*** DATASET RECORDS ***

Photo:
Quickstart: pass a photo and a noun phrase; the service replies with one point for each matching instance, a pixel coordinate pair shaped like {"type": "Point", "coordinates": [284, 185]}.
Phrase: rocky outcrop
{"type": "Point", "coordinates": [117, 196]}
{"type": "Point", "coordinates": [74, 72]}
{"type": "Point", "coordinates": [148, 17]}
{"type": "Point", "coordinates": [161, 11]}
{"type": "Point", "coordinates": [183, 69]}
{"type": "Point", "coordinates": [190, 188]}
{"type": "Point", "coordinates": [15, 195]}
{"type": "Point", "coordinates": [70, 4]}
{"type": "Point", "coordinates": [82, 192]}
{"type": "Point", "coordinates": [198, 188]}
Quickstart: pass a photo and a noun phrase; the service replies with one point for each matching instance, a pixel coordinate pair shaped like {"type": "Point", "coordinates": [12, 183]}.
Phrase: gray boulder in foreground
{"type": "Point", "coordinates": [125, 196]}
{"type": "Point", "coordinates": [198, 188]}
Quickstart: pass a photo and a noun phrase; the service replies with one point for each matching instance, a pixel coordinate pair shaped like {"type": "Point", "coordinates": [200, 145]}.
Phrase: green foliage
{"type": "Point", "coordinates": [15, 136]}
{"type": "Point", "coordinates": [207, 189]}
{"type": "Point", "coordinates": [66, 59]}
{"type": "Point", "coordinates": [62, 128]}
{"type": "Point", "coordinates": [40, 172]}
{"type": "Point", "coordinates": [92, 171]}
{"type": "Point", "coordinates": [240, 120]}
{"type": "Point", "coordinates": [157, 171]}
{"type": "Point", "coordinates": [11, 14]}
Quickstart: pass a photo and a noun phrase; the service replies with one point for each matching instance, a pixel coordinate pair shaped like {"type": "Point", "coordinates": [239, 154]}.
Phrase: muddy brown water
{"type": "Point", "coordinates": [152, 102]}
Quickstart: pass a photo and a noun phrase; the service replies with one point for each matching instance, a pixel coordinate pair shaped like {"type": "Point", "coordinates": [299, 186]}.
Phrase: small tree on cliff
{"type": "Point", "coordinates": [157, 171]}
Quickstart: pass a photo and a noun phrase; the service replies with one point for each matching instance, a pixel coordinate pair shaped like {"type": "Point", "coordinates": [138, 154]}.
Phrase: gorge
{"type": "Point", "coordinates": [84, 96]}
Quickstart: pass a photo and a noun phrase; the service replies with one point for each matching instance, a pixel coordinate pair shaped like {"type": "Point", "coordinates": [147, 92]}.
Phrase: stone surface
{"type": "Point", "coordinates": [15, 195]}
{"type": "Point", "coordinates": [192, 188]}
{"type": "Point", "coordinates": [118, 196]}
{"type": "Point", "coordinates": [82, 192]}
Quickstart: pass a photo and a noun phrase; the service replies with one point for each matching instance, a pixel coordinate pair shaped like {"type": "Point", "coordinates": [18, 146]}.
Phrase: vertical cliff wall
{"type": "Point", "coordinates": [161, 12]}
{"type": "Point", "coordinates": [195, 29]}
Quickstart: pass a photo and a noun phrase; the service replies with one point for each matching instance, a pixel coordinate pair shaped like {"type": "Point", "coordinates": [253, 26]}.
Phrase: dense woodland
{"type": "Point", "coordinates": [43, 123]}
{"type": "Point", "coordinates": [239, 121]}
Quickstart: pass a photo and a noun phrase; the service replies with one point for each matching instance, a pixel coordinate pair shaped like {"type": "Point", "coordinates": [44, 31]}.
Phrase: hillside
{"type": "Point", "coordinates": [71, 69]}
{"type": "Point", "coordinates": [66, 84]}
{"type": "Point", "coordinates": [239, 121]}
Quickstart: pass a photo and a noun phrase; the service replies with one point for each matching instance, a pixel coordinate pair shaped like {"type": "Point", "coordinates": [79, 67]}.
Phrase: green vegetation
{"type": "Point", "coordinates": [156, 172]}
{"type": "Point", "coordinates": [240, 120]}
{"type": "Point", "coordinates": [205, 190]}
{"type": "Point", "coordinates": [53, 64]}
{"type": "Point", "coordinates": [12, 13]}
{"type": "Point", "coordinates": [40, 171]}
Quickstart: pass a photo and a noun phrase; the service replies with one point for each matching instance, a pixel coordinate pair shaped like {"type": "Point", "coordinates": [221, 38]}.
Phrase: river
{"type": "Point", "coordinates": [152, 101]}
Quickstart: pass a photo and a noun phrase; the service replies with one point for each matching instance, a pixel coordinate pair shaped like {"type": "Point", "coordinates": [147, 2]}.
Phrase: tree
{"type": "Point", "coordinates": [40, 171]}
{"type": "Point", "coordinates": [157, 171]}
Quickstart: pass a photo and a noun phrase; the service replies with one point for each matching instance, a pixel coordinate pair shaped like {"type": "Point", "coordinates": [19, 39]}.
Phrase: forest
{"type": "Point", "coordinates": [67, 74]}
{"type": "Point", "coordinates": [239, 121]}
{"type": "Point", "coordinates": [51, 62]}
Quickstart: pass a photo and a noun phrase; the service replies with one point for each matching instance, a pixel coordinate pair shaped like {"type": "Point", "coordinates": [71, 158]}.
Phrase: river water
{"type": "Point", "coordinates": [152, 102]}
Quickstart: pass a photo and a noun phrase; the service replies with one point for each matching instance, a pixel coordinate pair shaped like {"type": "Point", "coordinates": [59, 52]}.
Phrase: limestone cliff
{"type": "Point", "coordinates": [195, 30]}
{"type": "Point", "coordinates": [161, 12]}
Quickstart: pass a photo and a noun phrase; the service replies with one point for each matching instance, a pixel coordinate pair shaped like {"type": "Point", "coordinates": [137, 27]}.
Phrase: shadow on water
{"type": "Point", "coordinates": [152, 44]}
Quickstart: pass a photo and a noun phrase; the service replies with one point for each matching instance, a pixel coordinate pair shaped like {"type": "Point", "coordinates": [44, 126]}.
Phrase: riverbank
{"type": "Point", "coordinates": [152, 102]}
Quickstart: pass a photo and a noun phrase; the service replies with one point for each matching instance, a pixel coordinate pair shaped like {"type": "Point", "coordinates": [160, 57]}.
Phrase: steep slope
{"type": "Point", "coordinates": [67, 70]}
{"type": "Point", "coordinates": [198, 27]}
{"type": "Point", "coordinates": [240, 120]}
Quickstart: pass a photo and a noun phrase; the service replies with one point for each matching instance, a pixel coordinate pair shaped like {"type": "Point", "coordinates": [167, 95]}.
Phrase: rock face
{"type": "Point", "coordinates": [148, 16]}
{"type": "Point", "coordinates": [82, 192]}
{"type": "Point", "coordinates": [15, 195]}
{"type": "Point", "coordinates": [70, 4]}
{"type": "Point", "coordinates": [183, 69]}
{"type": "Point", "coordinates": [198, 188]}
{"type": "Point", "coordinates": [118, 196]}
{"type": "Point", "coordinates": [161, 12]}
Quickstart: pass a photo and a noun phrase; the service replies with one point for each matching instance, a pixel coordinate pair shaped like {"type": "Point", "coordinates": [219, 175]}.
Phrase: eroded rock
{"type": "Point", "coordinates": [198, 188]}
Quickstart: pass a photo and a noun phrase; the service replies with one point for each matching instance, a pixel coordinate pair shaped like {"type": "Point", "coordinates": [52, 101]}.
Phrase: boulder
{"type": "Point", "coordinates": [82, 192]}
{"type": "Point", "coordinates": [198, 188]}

***

* _TASK PROMPT_
An exact copy of every line above, start to finish, is required.

* _WORKED SOLUTION_
Photo:
Quickstart: pass a photo and a noun phrase; the service replies with one point for each matching instance, a pixel coordinate pair shaped like {"type": "Point", "coordinates": [284, 185]}.
Phrase: rocky outcrop
{"type": "Point", "coordinates": [117, 196]}
{"type": "Point", "coordinates": [74, 72]}
{"type": "Point", "coordinates": [148, 17]}
{"type": "Point", "coordinates": [161, 11]}
{"type": "Point", "coordinates": [183, 69]}
{"type": "Point", "coordinates": [190, 188]}
{"type": "Point", "coordinates": [15, 195]}
{"type": "Point", "coordinates": [70, 4]}
{"type": "Point", "coordinates": [82, 192]}
{"type": "Point", "coordinates": [198, 188]}
Quickstart: pass a photo and a noun phrase; the service replies with one point for each matching instance, a pixel coordinate pair shaped like {"type": "Point", "coordinates": [12, 183]}.
Phrase: gray boulder in foreground
{"type": "Point", "coordinates": [125, 196]}
{"type": "Point", "coordinates": [198, 188]}
Quickstart: pass a photo and a noun phrase; the service replies with one point for each matching instance, a pixel coordinate pair shaped like {"type": "Point", "coordinates": [200, 145]}.
Phrase: green foliage
{"type": "Point", "coordinates": [15, 136]}
{"type": "Point", "coordinates": [207, 189]}
{"type": "Point", "coordinates": [66, 59]}
{"type": "Point", "coordinates": [62, 128]}
{"type": "Point", "coordinates": [40, 172]}
{"type": "Point", "coordinates": [92, 171]}
{"type": "Point", "coordinates": [240, 120]}
{"type": "Point", "coordinates": [157, 171]}
{"type": "Point", "coordinates": [11, 14]}
Quickstart: pass a photo and a noun phrase; the service replies with one point for each matching instance, a pixel coordinate pair shaped like {"type": "Point", "coordinates": [239, 154]}.
Phrase: muddy brown water
{"type": "Point", "coordinates": [152, 102]}
Quickstart: pass a photo and a noun phrase; the service replies with one point for each matching instance, a pixel coordinate pair shaped like {"type": "Point", "coordinates": [299, 186]}.
Phrase: small tree on cliff
{"type": "Point", "coordinates": [157, 171]}
Quickstart: pass a photo and a noun phrase; the service replies with one point for each matching instance, a pixel coordinate pair shaped like {"type": "Point", "coordinates": [138, 154]}.
Phrase: gorge
{"type": "Point", "coordinates": [84, 96]}
Quickstart: pass a photo and a noun phrase; the service replies with one point for each matching instance, a pixel coordinate pair shaped like {"type": "Point", "coordinates": [147, 92]}.
Phrase: stone surface
{"type": "Point", "coordinates": [15, 195]}
{"type": "Point", "coordinates": [192, 188]}
{"type": "Point", "coordinates": [118, 196]}
{"type": "Point", "coordinates": [82, 192]}
Quickstart: pass a photo and a noun phrase; the service replies with one point for each matching instance, a pixel coordinate pair shaped like {"type": "Point", "coordinates": [18, 146]}.
Phrase: vertical cliff wall
{"type": "Point", "coordinates": [161, 12]}
{"type": "Point", "coordinates": [195, 29]}
Quickstart: pass a photo and a noun phrase; the service replies with one point for each matching instance, a pixel coordinate pair shaped like {"type": "Point", "coordinates": [253, 26]}.
Phrase: dense woodland
{"type": "Point", "coordinates": [43, 123]}
{"type": "Point", "coordinates": [239, 121]}
Quickstart: pass a photo and a noun phrase; the service replies with one point for each matching instance, a pixel coordinate pair shaped like {"type": "Point", "coordinates": [44, 31]}.
Phrase: hillside
{"type": "Point", "coordinates": [71, 69]}
{"type": "Point", "coordinates": [66, 84]}
{"type": "Point", "coordinates": [239, 121]}
Quickstart: pass a photo and a noun phrase; the service replies with one point for each matching instance, a pixel coordinate pair shaped like {"type": "Point", "coordinates": [79, 67]}.
Phrase: green vegetation
{"type": "Point", "coordinates": [156, 172]}
{"type": "Point", "coordinates": [240, 120]}
{"type": "Point", "coordinates": [205, 190]}
{"type": "Point", "coordinates": [53, 64]}
{"type": "Point", "coordinates": [12, 13]}
{"type": "Point", "coordinates": [40, 171]}
Quickstart: pass a photo and a noun phrase; the service replies with one point for each matching instance, a pixel coordinate pair shaped like {"type": "Point", "coordinates": [221, 38]}.
Phrase: river
{"type": "Point", "coordinates": [152, 101]}
Quickstart: pass a photo and a noun phrase; the service replies with one point for each matching instance, a pixel coordinate pair shaped like {"type": "Point", "coordinates": [147, 2]}.
Phrase: tree
{"type": "Point", "coordinates": [40, 171]}
{"type": "Point", "coordinates": [157, 171]}
Quickstart: pass a photo and a noun phrase; the service replies with one point for each matching instance, a pixel coordinate pair shaped like {"type": "Point", "coordinates": [19, 39]}.
Phrase: forest
{"type": "Point", "coordinates": [67, 74]}
{"type": "Point", "coordinates": [239, 121]}
{"type": "Point", "coordinates": [51, 62]}
Quickstart: pass a photo and a noun phrase; the service replies with one point for each matching instance, a pixel coordinate pair shaped like {"type": "Point", "coordinates": [71, 158]}.
Phrase: river water
{"type": "Point", "coordinates": [152, 102]}
Quickstart: pass a photo and a noun phrase; the service replies with one point for each matching instance, a pixel coordinate pair shaped like {"type": "Point", "coordinates": [59, 52]}.
Phrase: limestone cliff
{"type": "Point", "coordinates": [195, 30]}
{"type": "Point", "coordinates": [161, 12]}
Quickstart: pass a photo and a noun phrase; the service replies with one point for each matching instance, a pixel coordinate pair shaped like {"type": "Point", "coordinates": [137, 27]}.
Phrase: shadow on water
{"type": "Point", "coordinates": [152, 44]}
Quickstart: pass a photo and a noun phrase; the service replies with one point for each matching instance, a pixel coordinate pair shaped like {"type": "Point", "coordinates": [44, 126]}.
Phrase: riverbank
{"type": "Point", "coordinates": [152, 102]}
Quickstart: pass a photo and a noun phrase; the service replies with one point for each matching instance, a pixel coordinate pair shaped like {"type": "Point", "coordinates": [160, 57]}.
Phrase: steep slope
{"type": "Point", "coordinates": [67, 70]}
{"type": "Point", "coordinates": [198, 27]}
{"type": "Point", "coordinates": [240, 120]}
Quickstart: pass a photo and a noun phrase; the service replies with one point for each matching instance, a pixel coordinate pair shaped like {"type": "Point", "coordinates": [167, 95]}.
Phrase: rock face
{"type": "Point", "coordinates": [148, 16]}
{"type": "Point", "coordinates": [82, 192]}
{"type": "Point", "coordinates": [15, 195]}
{"type": "Point", "coordinates": [70, 4]}
{"type": "Point", "coordinates": [183, 69]}
{"type": "Point", "coordinates": [198, 188]}
{"type": "Point", "coordinates": [118, 196]}
{"type": "Point", "coordinates": [161, 12]}
Quickstart: pass a photo and a noun phrase; the service replies with one point for each matching instance, a pixel coordinate pair shaped like {"type": "Point", "coordinates": [219, 175]}.
Phrase: eroded rock
{"type": "Point", "coordinates": [198, 188]}
Quickstart: pass a photo and a noun phrase; the service replies with one point for each matching instance, a pixel coordinate pair shaped like {"type": "Point", "coordinates": [52, 101]}.
Phrase: boulder
{"type": "Point", "coordinates": [82, 192]}
{"type": "Point", "coordinates": [198, 188]}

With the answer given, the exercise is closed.